EXTRAIT PROPOSÉ →
----------
Il y a chez cet agnostique proclamé du Joseph et du Moïse. Comme Joseph, il a quitté sa terre natale suite à un rêve, comme Moïse il a vaincu la plaie d’Égypte et comme lui, il ne foulera plus la terre de ses ancêtres. Car Hoffmann, contrairement à ses anciens objets d’étude, n’est pas un sujet grégaire et il renoncé en 1970 à sa nationalité luxembourgeoise pour aller mener sa carrière en France. Et ce que Buenos-Aires est devenu aux anciens nazis, Strasbourg l’a toujours été pour les futurs chercheurs luxembourgeois et c’est ainsi que Hoffmann a pu rencontrer sur les rives de l’Ill d’autres grandes figures comme André Steinmetz et surtout Lucien Israël. Une véritable fuite de cerveaux que le Grand-Duché doit à son lâche et frileux refus de la double nationalité qu’il vient enfin d’abandonner après, il est vrai, maintes tergiversations et discussions d’arrière-garde.
----------
CONSIGNE → Recopie tel quel le passage de l'extrait sur Hoffmann qui commence par « Il y a chez » et se poursuit jusqu'à « et discussions d’arrière-garde. ».

(Exemples d'annotation de points)
----------
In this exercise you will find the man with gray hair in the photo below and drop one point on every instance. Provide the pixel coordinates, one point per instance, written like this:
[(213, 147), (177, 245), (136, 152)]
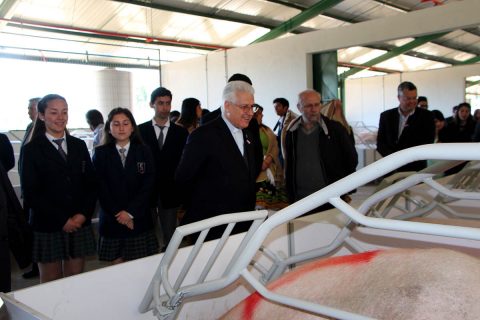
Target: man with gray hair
[(318, 150), (217, 171)]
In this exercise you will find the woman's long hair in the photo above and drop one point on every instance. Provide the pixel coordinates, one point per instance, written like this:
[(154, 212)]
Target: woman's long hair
[(188, 116), (135, 137), (39, 126)]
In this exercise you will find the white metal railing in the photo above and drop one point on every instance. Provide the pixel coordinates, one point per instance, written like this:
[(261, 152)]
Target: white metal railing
[(238, 266)]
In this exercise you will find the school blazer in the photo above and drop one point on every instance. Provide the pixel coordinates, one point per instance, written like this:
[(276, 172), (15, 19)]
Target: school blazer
[(124, 188), (56, 189), (166, 162)]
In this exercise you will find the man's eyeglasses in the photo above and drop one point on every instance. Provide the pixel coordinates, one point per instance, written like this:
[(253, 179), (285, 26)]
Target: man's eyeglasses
[(247, 107)]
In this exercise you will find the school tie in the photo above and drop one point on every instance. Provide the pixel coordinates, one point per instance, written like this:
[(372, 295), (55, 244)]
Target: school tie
[(60, 149), (122, 155), (160, 137)]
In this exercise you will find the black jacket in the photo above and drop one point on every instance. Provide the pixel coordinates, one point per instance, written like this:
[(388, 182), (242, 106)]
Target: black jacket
[(13, 223), (7, 158), (213, 175), (126, 188), (338, 153), (419, 130), (56, 189), (166, 162)]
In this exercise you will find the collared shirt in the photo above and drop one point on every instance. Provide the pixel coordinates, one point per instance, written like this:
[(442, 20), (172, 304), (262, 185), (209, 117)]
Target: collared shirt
[(64, 142), (126, 147), (166, 126), (236, 133), (98, 135), (402, 122)]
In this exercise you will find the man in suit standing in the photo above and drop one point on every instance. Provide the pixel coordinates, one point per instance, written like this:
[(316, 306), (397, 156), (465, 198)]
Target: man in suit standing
[(217, 171), (405, 126), (318, 150), (166, 140), (281, 106)]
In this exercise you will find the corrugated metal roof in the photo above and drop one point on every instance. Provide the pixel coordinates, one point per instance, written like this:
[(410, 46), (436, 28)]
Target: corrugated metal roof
[(115, 30)]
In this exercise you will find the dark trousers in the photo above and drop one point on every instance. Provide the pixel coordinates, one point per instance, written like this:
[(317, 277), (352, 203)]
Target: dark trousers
[(167, 218), (5, 271)]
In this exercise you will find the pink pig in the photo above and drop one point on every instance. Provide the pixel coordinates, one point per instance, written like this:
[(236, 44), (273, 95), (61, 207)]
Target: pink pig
[(392, 284)]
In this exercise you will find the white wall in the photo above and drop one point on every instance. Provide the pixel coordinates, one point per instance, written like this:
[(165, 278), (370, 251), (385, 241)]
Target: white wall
[(366, 98), (282, 67)]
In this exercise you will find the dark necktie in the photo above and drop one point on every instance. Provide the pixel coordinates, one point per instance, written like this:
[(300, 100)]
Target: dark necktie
[(245, 156), (60, 149), (122, 155), (160, 137)]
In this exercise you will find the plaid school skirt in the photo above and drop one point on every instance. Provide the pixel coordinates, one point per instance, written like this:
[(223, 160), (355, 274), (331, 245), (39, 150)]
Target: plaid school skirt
[(57, 246), (143, 245)]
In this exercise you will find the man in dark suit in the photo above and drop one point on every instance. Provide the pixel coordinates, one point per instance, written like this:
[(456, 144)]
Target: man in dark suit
[(406, 126), (7, 157), (217, 171), (166, 140), (252, 126)]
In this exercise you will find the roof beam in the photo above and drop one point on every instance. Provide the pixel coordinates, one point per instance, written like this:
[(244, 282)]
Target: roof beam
[(393, 5), (394, 52), (213, 13), (90, 33), (297, 21), (470, 61), (6, 8)]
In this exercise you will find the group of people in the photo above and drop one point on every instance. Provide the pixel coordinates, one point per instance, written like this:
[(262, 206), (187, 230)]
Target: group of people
[(141, 173)]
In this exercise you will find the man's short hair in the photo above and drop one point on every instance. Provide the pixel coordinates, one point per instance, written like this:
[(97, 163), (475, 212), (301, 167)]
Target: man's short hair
[(240, 77), (438, 115), (305, 92), (160, 92), (421, 98), (282, 101), (230, 90), (406, 85), (94, 118)]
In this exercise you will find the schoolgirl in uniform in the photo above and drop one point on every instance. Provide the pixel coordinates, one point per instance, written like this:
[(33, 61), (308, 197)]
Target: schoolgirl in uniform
[(59, 185), (126, 174)]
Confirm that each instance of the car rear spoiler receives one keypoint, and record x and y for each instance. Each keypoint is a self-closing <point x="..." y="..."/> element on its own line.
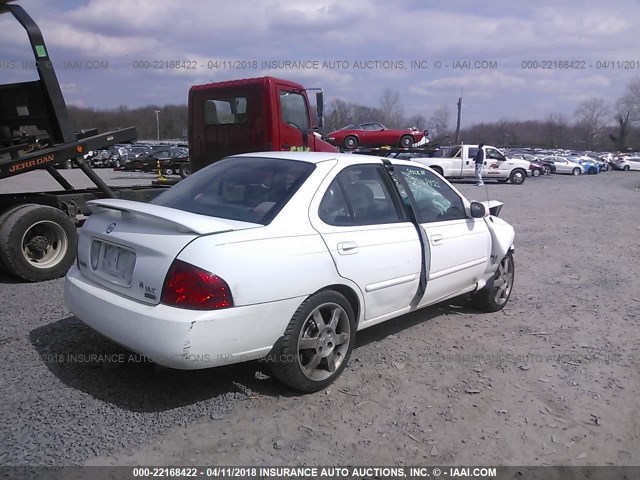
<point x="186" y="222"/>
<point x="494" y="207"/>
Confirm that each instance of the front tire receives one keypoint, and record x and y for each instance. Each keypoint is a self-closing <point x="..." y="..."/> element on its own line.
<point x="406" y="141"/>
<point x="317" y="343"/>
<point x="37" y="242"/>
<point x="495" y="294"/>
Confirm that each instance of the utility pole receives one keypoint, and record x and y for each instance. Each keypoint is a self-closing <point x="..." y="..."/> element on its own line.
<point x="458" y="124"/>
<point x="158" y="124"/>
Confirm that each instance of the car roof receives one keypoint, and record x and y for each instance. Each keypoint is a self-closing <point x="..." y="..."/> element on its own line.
<point x="318" y="157"/>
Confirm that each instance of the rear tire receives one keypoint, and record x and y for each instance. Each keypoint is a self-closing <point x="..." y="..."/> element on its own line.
<point x="37" y="242"/>
<point x="517" y="177"/>
<point x="350" y="142"/>
<point x="317" y="343"/>
<point x="495" y="294"/>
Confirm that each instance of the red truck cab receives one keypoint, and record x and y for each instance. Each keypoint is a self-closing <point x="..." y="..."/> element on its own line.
<point x="251" y="115"/>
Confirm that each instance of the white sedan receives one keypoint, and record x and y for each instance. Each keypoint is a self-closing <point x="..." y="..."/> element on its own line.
<point x="565" y="165"/>
<point x="283" y="256"/>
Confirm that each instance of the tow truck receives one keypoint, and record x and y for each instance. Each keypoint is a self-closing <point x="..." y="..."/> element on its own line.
<point x="38" y="234"/>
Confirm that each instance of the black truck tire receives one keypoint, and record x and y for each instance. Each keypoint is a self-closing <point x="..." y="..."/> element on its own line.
<point x="3" y="217"/>
<point x="37" y="242"/>
<point x="184" y="171"/>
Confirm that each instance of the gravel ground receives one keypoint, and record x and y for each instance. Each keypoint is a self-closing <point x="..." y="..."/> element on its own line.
<point x="552" y="379"/>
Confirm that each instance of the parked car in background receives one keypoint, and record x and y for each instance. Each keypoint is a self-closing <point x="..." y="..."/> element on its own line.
<point x="373" y="135"/>
<point x="547" y="162"/>
<point x="215" y="270"/>
<point x="626" y="163"/>
<point x="535" y="166"/>
<point x="564" y="165"/>
<point x="590" y="166"/>
<point x="170" y="160"/>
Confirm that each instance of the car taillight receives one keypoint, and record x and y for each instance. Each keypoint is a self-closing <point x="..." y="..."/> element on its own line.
<point x="188" y="286"/>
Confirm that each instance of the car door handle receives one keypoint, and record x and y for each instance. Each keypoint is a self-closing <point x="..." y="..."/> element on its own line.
<point x="347" y="248"/>
<point x="437" y="239"/>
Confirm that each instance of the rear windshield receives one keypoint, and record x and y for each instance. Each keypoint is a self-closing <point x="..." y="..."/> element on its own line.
<point x="247" y="189"/>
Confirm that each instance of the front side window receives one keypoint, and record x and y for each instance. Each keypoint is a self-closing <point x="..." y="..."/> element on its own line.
<point x="435" y="200"/>
<point x="359" y="195"/>
<point x="294" y="110"/>
<point x="248" y="189"/>
<point x="225" y="111"/>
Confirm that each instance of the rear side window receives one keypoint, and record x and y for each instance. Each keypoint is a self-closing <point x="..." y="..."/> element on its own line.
<point x="436" y="201"/>
<point x="359" y="195"/>
<point x="247" y="189"/>
<point x="225" y="111"/>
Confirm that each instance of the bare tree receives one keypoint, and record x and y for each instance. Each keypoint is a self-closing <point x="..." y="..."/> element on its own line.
<point x="555" y="130"/>
<point x="591" y="117"/>
<point x="391" y="109"/>
<point x="418" y="121"/>
<point x="439" y="121"/>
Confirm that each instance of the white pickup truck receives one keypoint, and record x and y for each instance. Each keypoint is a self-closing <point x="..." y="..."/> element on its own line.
<point x="458" y="162"/>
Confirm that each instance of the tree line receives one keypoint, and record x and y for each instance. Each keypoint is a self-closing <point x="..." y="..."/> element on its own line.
<point x="595" y="124"/>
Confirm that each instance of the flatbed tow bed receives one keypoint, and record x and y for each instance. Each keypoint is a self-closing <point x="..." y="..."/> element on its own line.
<point x="38" y="236"/>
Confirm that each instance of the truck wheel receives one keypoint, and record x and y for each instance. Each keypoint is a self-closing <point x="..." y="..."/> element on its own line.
<point x="406" y="141"/>
<point x="3" y="217"/>
<point x="350" y="142"/>
<point x="37" y="242"/>
<point x="185" y="171"/>
<point x="517" y="177"/>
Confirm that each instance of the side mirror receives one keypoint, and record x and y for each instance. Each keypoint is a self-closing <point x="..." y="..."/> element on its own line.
<point x="477" y="210"/>
<point x="320" y="108"/>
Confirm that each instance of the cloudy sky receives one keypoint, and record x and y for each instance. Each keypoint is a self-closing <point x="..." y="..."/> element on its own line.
<point x="421" y="48"/>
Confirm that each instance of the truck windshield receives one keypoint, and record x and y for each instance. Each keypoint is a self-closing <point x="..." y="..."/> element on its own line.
<point x="247" y="189"/>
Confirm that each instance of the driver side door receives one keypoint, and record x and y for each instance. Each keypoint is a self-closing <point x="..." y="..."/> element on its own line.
<point x="493" y="163"/>
<point x="457" y="247"/>
<point x="294" y="123"/>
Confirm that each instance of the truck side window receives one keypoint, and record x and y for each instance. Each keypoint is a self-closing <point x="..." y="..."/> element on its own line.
<point x="494" y="154"/>
<point x="294" y="110"/>
<point x="436" y="201"/>
<point x="225" y="111"/>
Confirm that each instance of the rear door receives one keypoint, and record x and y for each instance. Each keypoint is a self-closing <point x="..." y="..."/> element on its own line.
<point x="494" y="164"/>
<point x="458" y="247"/>
<point x="293" y="120"/>
<point x="372" y="243"/>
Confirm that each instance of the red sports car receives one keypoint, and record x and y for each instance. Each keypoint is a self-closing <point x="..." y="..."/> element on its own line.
<point x="373" y="135"/>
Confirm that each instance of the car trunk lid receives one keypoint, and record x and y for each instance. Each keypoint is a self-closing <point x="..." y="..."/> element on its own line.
<point x="128" y="247"/>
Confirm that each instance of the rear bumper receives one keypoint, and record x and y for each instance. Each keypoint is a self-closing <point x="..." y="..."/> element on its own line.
<point x="175" y="337"/>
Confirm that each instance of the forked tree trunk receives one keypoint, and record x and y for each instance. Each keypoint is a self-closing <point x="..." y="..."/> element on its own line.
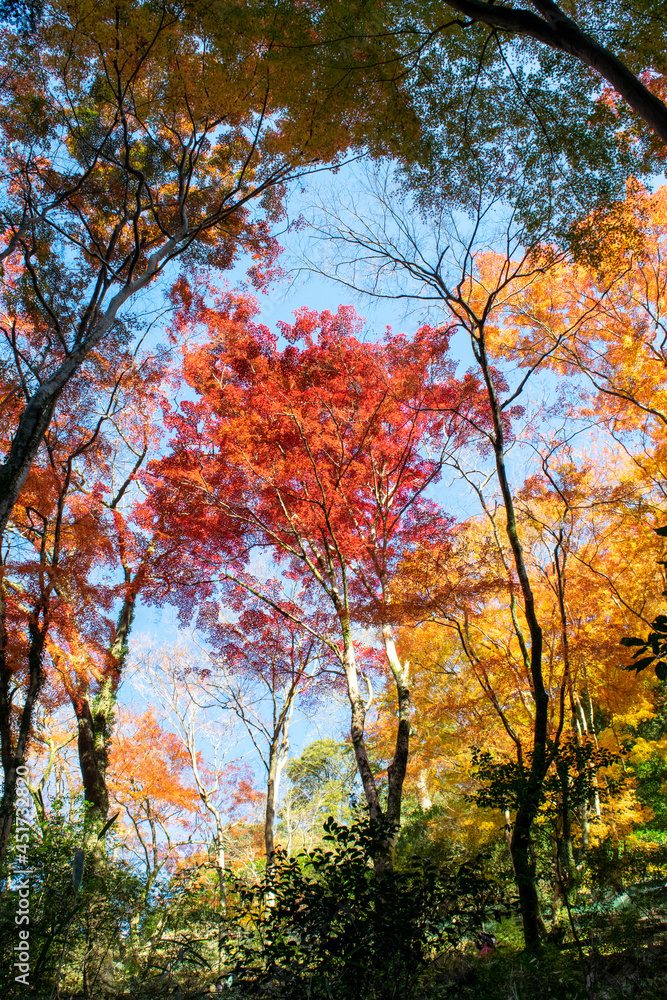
<point x="521" y="845"/>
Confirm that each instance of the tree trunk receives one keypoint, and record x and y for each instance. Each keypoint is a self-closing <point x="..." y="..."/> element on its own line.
<point x="522" y="857"/>
<point x="358" y="722"/>
<point x="398" y="767"/>
<point x="559" y="32"/>
<point x="14" y="752"/>
<point x="524" y="872"/>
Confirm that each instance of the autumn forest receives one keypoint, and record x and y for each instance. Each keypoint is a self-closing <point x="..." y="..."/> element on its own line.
<point x="333" y="526"/>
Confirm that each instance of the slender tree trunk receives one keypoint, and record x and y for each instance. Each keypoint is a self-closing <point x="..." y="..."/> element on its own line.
<point x="398" y="767"/>
<point x="95" y="721"/>
<point x="14" y="751"/>
<point x="423" y="797"/>
<point x="358" y="723"/>
<point x="93" y="734"/>
<point x="277" y="754"/>
<point x="522" y="854"/>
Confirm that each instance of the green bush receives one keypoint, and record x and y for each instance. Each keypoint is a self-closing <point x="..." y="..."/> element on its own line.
<point x="332" y="924"/>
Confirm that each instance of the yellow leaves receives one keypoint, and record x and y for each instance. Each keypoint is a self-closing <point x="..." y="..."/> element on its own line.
<point x="643" y="749"/>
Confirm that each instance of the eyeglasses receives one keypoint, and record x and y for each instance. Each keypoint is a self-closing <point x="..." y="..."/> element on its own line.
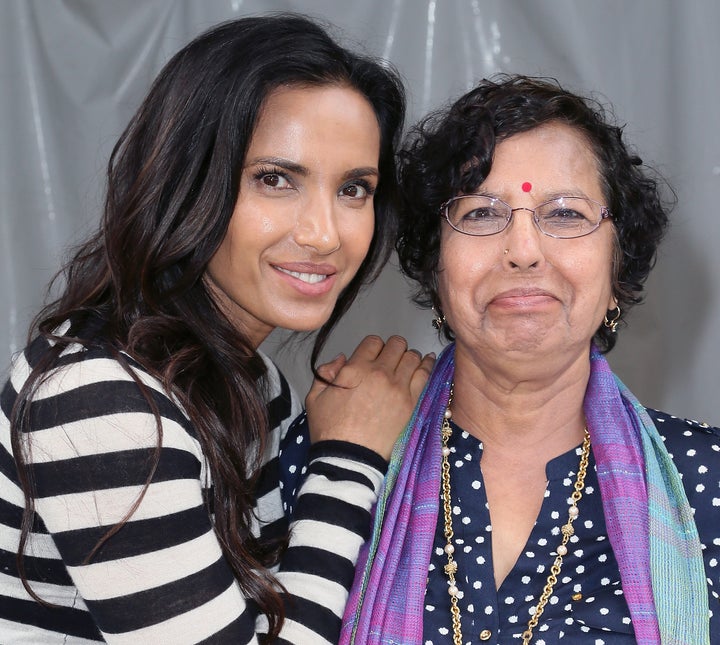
----------
SOLUTION PROPOSÉE →
Il y a chez cet agnostique proclamé du Joseph et du Moïse. Comme Joseph, il a quitté sa terre natale suite à un rêve, comme Moïse il a vaincu la plaie d’Égypte et comme lui, il ne foulera plus la terre de ses ancêtres. Car Hoffmann, contrairement à ses anciens objets d’étude, n’est pas un sujet grégaire et il renoncé en 1970 à sa nationalité luxembourgeoise pour aller mener sa carrière en France. Et ce que Buenos-Aires est devenu aux anciens nazis, Strasbourg l’a toujours été pour les futurs chercheurs luxembourgeois et c’est ainsi que Hoffmann a pu rencontrer sur les rives de l’Ill d’autres grandes figures comme André Steinmetz et surtout Lucien Israël. Une véritable fuite de cerveaux que le Grand-Duché doit à son lâche et frileux refus de la double nationalité qu’il vient enfin d’abandonner après, il est vrai, maintes tergiversations et discussions d’arrière-garde.